• **EXERCISE BRIEF**
Can you repeat, word for word, the stretch of rows below from the line that contains "For every instance of the reflective" through the line that contains "x=592 y=387", with both of those lines included?

Point annotation dataset rows
-- start --
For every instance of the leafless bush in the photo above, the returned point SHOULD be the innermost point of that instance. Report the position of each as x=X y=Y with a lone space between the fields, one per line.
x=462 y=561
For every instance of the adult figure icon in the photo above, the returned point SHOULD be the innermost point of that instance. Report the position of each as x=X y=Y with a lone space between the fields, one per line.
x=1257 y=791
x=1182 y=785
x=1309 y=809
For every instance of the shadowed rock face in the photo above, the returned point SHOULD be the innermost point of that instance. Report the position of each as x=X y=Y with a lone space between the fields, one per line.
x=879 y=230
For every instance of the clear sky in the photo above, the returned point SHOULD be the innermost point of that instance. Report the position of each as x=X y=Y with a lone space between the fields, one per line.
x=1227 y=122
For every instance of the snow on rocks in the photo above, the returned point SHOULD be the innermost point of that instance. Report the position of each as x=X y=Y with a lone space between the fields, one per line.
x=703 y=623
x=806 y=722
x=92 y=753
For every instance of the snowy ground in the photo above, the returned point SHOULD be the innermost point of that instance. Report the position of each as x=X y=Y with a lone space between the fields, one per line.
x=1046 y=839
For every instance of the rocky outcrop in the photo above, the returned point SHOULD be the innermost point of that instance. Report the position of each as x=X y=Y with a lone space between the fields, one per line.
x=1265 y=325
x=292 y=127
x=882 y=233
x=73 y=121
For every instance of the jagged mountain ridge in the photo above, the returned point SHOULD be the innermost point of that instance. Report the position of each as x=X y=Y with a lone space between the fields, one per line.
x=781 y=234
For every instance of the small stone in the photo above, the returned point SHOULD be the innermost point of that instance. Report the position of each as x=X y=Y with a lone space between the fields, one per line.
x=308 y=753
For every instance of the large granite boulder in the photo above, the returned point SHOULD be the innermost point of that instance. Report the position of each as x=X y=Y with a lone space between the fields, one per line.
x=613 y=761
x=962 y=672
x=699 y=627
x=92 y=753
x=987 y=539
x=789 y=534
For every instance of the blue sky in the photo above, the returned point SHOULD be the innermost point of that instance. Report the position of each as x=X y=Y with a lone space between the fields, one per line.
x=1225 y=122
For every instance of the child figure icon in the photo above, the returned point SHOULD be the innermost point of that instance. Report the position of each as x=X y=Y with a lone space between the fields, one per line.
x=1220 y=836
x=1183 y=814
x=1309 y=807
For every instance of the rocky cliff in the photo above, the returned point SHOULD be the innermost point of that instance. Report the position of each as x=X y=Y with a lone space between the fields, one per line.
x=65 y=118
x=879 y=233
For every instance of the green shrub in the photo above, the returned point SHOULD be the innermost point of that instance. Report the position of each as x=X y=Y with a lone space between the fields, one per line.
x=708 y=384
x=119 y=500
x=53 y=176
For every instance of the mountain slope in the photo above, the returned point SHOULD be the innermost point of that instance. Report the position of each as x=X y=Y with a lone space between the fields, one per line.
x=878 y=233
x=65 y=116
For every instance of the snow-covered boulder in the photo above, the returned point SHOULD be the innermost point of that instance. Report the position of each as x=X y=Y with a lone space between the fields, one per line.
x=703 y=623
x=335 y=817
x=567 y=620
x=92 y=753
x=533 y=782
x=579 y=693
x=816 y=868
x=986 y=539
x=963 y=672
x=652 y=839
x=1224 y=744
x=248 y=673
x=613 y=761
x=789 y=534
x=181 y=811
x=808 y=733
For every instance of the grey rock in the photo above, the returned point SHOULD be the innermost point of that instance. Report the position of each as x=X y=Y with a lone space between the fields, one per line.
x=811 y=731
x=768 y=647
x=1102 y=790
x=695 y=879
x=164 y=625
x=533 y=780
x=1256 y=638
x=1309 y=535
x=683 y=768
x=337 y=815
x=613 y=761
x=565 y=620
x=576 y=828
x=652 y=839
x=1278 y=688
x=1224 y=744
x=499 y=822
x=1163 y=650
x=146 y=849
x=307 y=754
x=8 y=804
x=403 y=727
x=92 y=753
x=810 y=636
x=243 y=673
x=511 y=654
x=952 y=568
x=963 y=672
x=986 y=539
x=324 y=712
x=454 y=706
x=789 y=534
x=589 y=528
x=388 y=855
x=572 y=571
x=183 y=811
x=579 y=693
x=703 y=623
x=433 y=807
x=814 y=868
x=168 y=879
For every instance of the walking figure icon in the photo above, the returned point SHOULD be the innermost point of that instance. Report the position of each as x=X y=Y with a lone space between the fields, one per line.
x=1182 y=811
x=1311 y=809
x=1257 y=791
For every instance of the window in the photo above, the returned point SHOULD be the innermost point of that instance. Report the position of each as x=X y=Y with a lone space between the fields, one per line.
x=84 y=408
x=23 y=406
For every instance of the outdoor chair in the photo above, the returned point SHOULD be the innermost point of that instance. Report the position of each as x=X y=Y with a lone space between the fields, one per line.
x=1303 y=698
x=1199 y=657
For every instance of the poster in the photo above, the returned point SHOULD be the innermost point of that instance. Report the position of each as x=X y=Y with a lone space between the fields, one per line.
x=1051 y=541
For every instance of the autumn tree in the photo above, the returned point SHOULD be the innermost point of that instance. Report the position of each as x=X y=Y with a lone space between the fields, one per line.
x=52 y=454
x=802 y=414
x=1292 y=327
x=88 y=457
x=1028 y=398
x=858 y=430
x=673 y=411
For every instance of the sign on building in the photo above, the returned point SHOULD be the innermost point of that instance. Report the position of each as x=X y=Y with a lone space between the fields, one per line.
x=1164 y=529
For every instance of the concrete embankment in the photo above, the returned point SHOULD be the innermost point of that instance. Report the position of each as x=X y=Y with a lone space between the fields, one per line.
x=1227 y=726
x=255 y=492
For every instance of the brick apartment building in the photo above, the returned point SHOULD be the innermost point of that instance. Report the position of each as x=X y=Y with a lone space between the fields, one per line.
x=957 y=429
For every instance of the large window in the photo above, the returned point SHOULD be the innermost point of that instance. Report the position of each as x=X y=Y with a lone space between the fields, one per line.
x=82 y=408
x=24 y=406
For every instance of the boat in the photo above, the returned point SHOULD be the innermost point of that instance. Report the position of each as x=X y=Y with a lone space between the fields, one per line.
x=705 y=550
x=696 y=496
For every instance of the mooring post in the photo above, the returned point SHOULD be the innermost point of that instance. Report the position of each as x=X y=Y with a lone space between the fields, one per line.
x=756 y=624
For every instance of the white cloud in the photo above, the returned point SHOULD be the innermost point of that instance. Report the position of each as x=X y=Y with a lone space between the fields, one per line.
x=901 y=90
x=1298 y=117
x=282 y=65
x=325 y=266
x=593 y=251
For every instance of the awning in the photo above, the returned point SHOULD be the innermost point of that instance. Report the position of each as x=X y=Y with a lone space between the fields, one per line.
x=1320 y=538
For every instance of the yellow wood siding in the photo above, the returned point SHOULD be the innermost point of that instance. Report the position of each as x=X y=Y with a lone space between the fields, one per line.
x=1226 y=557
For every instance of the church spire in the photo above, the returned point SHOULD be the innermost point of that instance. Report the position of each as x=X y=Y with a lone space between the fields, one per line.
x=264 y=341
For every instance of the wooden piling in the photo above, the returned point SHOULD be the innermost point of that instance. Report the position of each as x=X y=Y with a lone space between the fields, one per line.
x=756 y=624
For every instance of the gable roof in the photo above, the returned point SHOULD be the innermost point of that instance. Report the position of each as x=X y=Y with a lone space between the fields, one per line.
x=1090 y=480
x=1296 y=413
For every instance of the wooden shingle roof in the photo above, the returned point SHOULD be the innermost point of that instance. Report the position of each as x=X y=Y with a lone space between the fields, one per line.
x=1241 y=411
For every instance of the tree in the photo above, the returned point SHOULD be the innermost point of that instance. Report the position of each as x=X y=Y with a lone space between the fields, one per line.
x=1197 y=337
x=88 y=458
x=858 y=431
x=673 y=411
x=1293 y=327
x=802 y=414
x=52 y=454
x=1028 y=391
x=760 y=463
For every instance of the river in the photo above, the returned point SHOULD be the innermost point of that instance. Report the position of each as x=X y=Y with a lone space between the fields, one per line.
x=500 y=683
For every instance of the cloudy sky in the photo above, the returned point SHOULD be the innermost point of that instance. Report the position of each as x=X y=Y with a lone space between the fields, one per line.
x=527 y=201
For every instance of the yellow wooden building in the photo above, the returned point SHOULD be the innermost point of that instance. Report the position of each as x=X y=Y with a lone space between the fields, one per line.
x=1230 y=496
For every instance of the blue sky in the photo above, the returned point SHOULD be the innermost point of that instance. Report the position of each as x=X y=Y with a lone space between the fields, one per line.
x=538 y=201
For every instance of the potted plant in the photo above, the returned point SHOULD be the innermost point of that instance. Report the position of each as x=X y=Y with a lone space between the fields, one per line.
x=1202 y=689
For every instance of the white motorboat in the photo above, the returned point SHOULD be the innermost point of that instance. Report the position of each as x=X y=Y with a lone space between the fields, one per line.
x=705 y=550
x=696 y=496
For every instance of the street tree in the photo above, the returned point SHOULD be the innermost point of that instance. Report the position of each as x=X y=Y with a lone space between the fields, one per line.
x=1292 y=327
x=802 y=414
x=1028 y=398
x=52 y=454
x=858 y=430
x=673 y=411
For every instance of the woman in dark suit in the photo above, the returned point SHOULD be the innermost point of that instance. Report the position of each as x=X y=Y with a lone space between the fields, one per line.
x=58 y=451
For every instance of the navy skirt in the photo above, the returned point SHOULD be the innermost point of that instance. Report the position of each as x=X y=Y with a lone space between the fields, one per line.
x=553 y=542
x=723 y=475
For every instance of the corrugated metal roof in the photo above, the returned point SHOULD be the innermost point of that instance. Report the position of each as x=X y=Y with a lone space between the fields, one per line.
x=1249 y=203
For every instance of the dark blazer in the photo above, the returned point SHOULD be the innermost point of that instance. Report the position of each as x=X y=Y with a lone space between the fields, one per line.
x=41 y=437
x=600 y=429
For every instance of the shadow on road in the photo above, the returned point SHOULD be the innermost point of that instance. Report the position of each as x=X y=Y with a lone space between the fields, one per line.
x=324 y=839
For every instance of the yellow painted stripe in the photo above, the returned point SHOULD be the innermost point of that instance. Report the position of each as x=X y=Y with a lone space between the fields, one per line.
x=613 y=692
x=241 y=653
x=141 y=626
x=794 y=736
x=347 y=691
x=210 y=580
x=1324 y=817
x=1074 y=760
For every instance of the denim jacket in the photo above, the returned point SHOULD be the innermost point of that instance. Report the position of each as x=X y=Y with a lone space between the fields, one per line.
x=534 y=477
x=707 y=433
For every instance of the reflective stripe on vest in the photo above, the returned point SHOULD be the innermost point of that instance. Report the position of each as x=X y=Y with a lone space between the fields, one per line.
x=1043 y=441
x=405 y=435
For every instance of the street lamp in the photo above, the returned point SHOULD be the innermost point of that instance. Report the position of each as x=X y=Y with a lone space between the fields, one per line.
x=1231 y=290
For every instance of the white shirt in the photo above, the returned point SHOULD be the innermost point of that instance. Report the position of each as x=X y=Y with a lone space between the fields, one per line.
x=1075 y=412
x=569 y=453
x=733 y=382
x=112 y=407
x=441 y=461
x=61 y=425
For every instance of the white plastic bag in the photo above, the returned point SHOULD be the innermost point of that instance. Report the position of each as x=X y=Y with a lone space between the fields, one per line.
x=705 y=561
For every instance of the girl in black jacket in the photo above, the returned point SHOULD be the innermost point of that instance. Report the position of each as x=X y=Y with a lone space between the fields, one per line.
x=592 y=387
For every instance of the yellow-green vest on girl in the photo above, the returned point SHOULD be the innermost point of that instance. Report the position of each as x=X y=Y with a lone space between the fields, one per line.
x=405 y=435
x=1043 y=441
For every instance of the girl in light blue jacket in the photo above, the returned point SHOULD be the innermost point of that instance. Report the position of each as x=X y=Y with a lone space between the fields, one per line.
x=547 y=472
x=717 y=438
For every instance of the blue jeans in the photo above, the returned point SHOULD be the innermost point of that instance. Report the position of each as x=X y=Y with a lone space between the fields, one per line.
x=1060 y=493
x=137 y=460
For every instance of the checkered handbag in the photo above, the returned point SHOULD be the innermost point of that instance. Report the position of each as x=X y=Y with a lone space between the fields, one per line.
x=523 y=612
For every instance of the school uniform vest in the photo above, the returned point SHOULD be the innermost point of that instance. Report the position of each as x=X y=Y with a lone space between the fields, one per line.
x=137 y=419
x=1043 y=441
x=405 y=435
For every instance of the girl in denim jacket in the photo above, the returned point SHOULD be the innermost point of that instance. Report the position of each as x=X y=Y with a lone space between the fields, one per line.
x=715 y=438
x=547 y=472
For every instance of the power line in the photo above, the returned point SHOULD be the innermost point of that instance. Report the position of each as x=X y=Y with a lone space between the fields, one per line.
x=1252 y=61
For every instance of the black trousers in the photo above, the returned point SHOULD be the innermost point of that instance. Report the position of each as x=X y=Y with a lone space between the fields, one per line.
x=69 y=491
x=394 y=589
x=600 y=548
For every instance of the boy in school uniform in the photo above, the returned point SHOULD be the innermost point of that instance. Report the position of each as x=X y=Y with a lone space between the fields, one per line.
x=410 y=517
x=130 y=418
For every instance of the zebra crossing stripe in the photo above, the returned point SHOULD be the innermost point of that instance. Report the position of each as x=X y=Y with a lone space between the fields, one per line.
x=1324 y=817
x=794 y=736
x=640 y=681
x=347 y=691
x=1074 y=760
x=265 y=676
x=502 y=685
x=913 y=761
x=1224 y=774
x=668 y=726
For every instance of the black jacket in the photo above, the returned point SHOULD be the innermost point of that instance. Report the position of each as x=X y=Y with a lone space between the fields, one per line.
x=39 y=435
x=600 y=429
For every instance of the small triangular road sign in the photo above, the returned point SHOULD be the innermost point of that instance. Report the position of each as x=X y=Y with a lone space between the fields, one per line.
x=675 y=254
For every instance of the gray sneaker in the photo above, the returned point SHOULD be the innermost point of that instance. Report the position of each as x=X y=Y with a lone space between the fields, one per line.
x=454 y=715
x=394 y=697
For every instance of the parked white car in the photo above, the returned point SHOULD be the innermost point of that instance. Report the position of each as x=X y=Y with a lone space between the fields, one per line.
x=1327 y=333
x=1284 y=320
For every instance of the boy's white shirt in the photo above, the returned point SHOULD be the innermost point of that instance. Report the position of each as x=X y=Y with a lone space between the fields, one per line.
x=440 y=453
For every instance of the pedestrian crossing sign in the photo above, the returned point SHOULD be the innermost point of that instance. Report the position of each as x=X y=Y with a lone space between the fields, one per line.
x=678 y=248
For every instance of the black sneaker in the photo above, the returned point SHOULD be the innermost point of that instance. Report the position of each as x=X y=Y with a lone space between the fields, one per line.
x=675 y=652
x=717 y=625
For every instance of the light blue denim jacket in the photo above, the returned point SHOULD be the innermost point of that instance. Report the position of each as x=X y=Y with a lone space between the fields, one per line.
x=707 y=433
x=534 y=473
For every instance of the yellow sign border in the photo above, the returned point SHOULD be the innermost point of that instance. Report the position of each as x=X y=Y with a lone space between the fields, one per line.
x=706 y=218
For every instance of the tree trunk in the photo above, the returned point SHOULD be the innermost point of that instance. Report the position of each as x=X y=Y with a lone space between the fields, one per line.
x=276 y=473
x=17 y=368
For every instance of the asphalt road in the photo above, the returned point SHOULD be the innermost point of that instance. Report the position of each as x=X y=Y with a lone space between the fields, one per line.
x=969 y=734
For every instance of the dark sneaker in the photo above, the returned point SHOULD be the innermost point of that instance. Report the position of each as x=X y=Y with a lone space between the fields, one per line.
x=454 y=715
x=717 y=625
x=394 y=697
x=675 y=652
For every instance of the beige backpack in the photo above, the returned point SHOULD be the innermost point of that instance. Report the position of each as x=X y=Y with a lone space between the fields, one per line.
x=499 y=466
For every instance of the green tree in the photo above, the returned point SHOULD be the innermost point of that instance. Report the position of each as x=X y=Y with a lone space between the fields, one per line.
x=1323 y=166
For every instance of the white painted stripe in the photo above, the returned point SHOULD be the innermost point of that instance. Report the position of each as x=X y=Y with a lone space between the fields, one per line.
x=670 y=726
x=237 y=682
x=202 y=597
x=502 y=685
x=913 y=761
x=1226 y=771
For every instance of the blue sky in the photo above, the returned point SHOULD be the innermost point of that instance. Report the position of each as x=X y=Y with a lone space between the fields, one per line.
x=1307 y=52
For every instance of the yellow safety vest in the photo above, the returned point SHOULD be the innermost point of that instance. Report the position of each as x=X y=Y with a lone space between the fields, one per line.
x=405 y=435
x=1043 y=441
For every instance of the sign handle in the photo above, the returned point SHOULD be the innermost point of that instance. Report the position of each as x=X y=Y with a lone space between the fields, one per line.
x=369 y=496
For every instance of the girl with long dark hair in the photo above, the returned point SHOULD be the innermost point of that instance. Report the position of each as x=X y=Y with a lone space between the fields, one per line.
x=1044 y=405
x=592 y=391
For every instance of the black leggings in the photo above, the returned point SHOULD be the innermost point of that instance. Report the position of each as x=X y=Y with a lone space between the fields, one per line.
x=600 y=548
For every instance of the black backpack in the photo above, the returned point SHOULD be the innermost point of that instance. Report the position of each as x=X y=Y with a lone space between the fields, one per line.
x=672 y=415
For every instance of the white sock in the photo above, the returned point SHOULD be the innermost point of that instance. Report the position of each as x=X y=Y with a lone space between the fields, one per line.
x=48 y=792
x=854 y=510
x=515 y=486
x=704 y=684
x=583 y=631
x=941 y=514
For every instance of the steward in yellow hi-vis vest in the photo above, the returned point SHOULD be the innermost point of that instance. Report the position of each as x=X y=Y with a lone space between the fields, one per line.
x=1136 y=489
-- end --
• **RESPONSE**
For every instance of the reflective stripe on vest in the photo above, the returned point SHOULD be the innermost point of that instance. Report the position of each as x=X y=Y with a lone space between the fields, one per line.
x=1043 y=441
x=405 y=435
For every instance of the street lamp in the photo above, the returned point SHOULD be the innermost point of that instance. Report the position of each as x=X y=Y with a lone space between the fields, one per line.
x=1231 y=290
For every instance of the white shirt in the photo above, the returned point SHOULD be the innermost point of that instance. Report the position of each as x=X y=Y with a lone space between the fields, one per line.
x=1075 y=412
x=569 y=453
x=733 y=382
x=112 y=407
x=441 y=461
x=61 y=425
For every instance of the white plastic bag in the photo above, the returned point SHOULD be the innermost point of that instance. Report the position of each as x=X y=Y with a lone space between the fields, one per line.
x=705 y=561
For every instance of the girl in black jacket in the photo above, the returned point SHOULD be the innermost point of that instance. Report the position of each as x=X y=Y with a lone space between the fields, one per line.
x=592 y=387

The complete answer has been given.